*ページ*
┄┄┄┄┄┄┄┄┄┄┄┄┄┄┄┄┄┄┄┄

ダンパ装置は、ダンパの開閉動作によって開放状態または閉鎖状態に切替わるように構成されている。ダンパ装置は、開放状態になることで、集塵配管の空気の流れを許容する。ダンパ装置は、閉鎖状態になることで、集塵配管の空気の流れを停止する。
【0003】
ダンパ装置は、ダンパの開閉動作を、錘とシリンダとを用いて実現するように構成されている。ダンパ装置は、ダンパに対してシリンダからの付勢力が加えられていない自由状態において、錘にかかる重力によってダンパを開放状態に維持するように構成されている。ダンパ装置は、錘にかかる重力に抗してシリンダがダンパを移動させることで、ダンパを開放状態から閉鎖状態に移行できるように構成されている。

┄┄┄┄┄┄┄┄┄┄┄┄┄┄┄┄┄┄┄┄

*データ抜粋*

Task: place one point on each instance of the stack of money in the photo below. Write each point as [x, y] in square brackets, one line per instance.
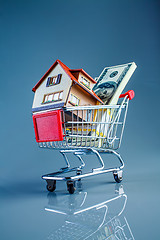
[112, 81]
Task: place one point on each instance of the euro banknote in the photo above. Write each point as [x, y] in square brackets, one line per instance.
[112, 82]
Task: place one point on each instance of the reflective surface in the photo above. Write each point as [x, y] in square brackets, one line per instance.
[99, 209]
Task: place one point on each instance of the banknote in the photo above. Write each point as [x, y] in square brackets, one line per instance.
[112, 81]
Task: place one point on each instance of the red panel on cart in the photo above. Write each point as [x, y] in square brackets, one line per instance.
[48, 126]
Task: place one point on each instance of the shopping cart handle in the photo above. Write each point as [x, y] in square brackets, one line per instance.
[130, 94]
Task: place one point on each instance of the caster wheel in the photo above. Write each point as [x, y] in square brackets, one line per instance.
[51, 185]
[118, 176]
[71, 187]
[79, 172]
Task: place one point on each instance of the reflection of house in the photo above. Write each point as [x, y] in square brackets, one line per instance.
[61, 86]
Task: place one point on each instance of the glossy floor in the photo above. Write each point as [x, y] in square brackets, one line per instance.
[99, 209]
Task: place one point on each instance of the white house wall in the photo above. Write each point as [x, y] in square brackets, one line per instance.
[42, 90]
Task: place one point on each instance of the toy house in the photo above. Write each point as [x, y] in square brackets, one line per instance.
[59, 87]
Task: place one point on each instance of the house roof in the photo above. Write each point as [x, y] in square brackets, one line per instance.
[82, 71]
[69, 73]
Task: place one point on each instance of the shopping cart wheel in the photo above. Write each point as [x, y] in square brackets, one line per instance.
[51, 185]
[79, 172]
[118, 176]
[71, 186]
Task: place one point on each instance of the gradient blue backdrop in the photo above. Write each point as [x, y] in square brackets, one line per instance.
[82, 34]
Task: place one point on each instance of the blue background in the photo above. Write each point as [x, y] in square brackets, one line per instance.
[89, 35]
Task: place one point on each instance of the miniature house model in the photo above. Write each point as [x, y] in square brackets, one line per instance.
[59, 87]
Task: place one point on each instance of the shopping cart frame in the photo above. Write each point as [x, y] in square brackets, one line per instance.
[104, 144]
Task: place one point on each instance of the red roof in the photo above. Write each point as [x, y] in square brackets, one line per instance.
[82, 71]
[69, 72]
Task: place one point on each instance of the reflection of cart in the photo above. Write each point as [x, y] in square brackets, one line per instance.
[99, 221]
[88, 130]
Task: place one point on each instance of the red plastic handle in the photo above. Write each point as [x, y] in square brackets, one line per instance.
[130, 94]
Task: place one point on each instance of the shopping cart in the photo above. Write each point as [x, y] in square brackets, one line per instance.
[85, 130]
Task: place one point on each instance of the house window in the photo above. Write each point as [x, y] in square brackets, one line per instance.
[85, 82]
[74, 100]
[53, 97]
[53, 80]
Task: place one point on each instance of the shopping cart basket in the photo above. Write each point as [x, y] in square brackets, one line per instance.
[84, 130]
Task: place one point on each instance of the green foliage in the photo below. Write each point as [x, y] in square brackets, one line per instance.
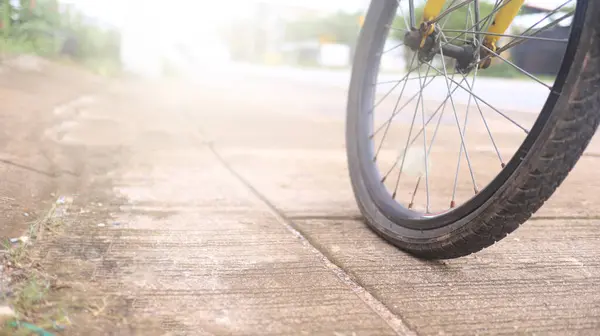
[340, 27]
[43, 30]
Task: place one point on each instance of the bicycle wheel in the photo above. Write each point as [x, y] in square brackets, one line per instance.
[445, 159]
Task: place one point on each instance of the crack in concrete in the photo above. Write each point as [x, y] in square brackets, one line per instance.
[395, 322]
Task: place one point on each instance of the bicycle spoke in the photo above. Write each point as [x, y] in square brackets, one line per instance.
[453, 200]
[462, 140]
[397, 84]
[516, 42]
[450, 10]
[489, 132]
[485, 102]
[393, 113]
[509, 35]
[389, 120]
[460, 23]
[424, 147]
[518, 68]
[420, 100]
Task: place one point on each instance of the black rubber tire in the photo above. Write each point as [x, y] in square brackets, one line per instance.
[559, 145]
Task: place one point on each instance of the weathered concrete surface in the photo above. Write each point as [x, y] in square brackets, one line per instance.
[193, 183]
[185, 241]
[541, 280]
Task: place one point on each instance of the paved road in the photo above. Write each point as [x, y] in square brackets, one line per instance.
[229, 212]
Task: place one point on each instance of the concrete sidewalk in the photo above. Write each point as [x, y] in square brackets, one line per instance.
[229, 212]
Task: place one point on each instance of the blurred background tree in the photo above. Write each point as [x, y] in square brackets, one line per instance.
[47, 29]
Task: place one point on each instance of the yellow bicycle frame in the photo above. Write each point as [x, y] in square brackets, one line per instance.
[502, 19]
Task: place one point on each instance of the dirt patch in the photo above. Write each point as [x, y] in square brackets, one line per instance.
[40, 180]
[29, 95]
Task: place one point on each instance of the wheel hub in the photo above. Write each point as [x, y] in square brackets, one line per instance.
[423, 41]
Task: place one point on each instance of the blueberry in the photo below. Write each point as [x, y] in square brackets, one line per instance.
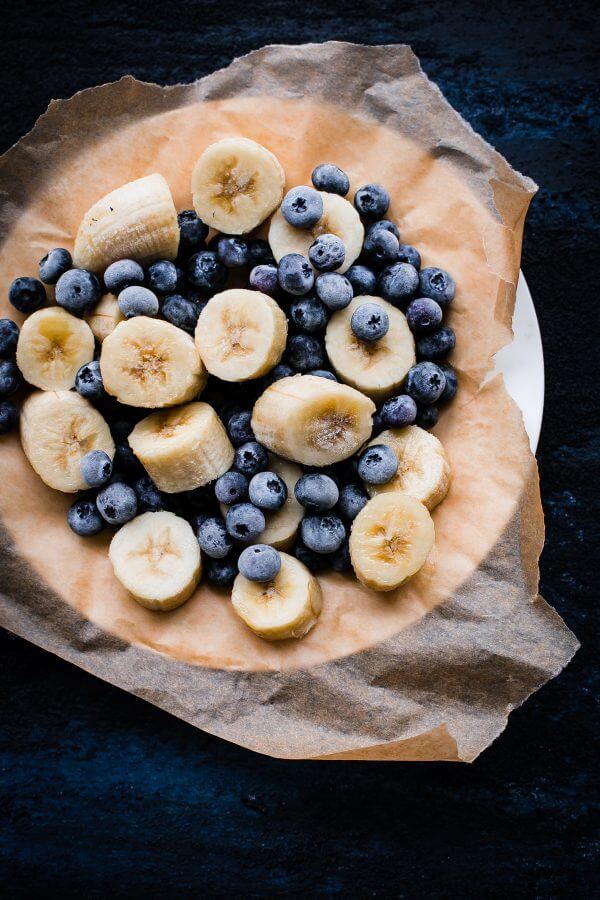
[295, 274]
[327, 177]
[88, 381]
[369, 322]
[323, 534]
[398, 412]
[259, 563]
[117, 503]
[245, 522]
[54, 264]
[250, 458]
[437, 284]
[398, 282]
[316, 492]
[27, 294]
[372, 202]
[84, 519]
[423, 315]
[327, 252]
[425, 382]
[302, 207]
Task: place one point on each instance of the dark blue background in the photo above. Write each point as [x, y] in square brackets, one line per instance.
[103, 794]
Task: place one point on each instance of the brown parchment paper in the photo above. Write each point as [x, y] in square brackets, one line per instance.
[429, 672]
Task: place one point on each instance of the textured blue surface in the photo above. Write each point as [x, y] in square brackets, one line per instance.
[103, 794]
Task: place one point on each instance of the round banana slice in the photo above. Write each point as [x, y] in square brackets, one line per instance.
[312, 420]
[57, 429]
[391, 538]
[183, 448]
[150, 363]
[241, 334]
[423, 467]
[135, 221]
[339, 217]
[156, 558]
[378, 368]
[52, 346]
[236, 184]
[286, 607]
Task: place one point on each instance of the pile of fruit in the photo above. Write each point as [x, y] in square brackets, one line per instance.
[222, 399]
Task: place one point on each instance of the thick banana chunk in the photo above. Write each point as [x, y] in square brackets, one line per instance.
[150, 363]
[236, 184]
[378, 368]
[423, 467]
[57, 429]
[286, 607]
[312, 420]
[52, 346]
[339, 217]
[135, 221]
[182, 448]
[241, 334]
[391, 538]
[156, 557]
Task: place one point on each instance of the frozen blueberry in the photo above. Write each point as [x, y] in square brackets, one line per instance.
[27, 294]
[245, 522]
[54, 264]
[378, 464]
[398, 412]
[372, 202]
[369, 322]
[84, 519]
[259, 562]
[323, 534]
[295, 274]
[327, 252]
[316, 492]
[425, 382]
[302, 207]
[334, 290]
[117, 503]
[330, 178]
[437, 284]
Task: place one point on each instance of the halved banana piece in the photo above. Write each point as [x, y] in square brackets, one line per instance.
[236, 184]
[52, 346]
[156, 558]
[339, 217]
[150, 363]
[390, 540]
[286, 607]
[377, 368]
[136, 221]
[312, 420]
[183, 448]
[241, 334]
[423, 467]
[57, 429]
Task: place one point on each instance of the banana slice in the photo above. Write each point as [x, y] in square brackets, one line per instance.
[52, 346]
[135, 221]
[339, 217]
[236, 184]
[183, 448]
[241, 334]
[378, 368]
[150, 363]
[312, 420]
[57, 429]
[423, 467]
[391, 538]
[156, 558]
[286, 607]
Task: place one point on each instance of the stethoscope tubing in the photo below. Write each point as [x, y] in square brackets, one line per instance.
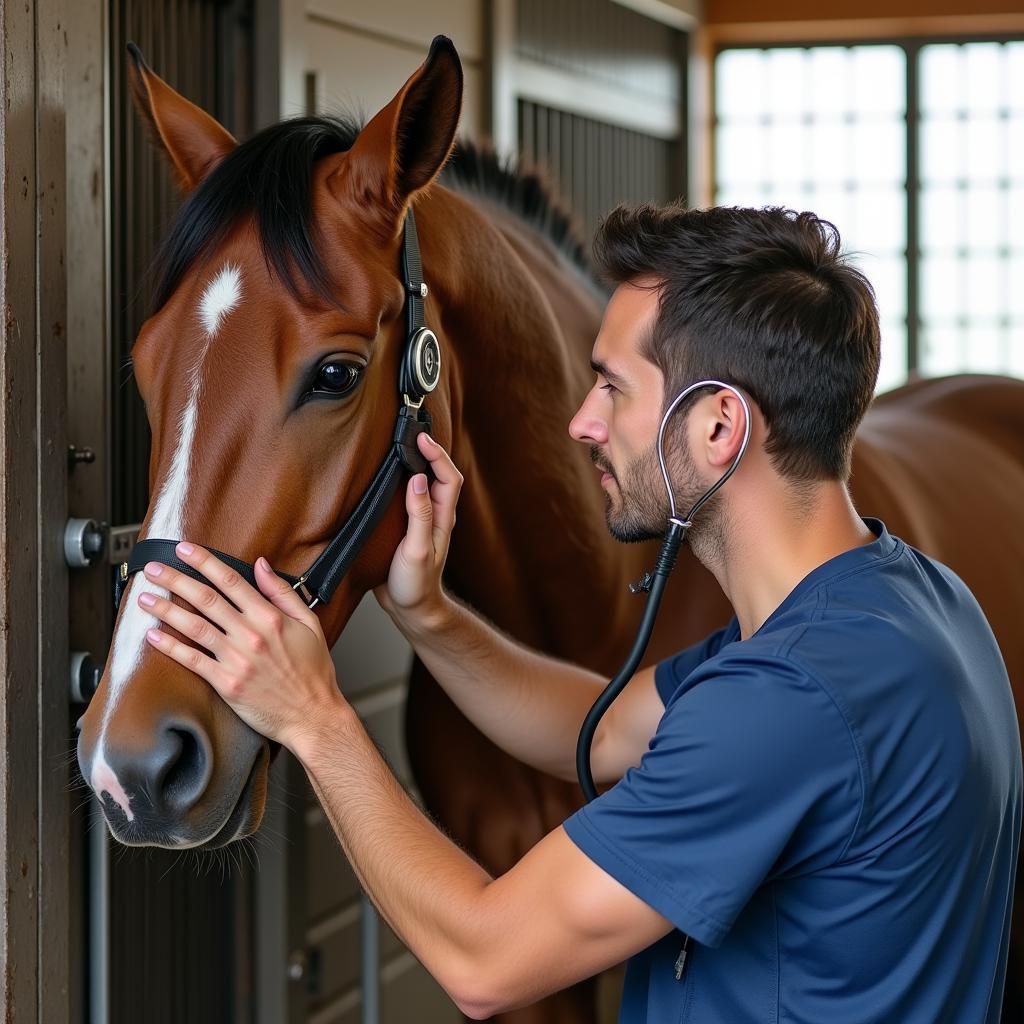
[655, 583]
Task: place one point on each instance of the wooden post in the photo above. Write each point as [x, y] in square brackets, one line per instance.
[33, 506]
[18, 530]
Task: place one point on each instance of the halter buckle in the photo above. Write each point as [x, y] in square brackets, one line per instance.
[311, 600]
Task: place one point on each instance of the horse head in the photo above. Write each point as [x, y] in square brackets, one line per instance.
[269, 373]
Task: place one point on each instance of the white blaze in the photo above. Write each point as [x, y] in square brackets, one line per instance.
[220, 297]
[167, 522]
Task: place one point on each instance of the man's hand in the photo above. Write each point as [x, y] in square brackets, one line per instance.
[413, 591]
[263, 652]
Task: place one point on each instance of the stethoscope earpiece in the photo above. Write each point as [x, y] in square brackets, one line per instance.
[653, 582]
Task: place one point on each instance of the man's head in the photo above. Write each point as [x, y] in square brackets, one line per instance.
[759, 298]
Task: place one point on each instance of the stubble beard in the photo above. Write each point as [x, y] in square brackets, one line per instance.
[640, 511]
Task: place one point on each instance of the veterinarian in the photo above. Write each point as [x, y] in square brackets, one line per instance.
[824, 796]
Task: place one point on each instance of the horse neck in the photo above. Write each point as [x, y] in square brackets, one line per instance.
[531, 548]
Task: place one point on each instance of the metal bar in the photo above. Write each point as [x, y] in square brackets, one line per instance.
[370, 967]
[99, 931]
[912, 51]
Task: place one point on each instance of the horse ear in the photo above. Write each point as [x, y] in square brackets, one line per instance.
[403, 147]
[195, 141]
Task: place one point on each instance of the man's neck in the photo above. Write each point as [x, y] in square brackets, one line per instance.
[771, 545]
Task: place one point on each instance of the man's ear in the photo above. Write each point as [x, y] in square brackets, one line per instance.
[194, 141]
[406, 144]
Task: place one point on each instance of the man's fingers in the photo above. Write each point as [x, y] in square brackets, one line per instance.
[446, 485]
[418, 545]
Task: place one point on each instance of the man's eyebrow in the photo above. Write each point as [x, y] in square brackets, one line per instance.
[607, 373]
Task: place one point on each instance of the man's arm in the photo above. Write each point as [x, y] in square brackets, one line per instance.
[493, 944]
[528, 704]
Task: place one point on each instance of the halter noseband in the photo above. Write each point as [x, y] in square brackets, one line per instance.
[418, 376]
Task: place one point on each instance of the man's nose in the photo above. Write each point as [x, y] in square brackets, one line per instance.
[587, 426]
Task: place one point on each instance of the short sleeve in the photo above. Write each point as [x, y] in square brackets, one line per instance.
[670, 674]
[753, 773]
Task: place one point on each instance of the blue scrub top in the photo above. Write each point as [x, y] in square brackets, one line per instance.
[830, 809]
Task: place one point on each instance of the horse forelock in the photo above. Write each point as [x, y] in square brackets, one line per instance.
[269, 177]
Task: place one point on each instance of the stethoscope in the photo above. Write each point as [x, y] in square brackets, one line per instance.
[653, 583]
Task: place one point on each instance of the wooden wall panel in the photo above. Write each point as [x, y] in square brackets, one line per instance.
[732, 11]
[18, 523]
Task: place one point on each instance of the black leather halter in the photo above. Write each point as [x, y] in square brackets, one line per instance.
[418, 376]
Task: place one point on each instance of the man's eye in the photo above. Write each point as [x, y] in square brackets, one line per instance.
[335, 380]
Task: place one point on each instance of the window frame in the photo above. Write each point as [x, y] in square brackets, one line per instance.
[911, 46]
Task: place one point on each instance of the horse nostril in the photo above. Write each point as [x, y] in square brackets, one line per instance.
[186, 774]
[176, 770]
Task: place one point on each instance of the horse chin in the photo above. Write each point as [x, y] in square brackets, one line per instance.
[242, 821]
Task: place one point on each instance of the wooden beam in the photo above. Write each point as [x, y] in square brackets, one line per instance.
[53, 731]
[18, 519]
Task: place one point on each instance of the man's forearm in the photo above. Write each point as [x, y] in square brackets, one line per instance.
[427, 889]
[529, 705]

┄┄┄┄┄┄┄┄┄┄┄┄┄┄┄┄┄┄┄┄

*問題 1*
ダンパ装置に関する文章にある「ダンパ装置は、開放状態になることで、集塵配管の空気の流れを許容する。」という一文を英語に訳せ。
*問題 2*
ダンパ装置に関する文章の最後の文の後から、その続きを書け。

*解答 1*
By entering the open state, the damper device allows air to flow through the dust collection pipe.

*解答 2*
【先行技術文献】
【特許文献】
【0004】
【文献】実公平7-037629号公報
【発明の概要】
【発明が解決しようとする課題】
【0005】
上記のダンパ装置では、ダンパを開放状態から閉鎖状態に移行するにあたり、シリンダからダンパに与えられる付勢力が、錘にかかる重力によって低減される。このため、ダンパ装置は、ダンパを開放状態から閉鎖状態に移行するまでの所要時間が長くなる可能性がある。
【0006】
そこで、本開示の一局面は、ダンパを開放状態から閉鎖状態に移行するまでの所要時間を短縮できるダンパ装置を提供することが望ましい。
【課題を解決するための手段】
【0007】
本開示の一局面に係るダンパ装置は、筐体と、隔壁と、隔壁開口部と、回動軸と、ダンパと、腕部と、錘と、ロック機構と、を備える。
筐体は、第1開口部から第2開口部に繋がる流路空間を内部に備える。隔壁は、流路空間を、第1空間と第2空間とに区切るように構成されている。第1空間は、流路空間のうち第1開口部に繋がる空間に対応する。第2空間は、流路空間のうち第2開口部に繋がる空間に対応する。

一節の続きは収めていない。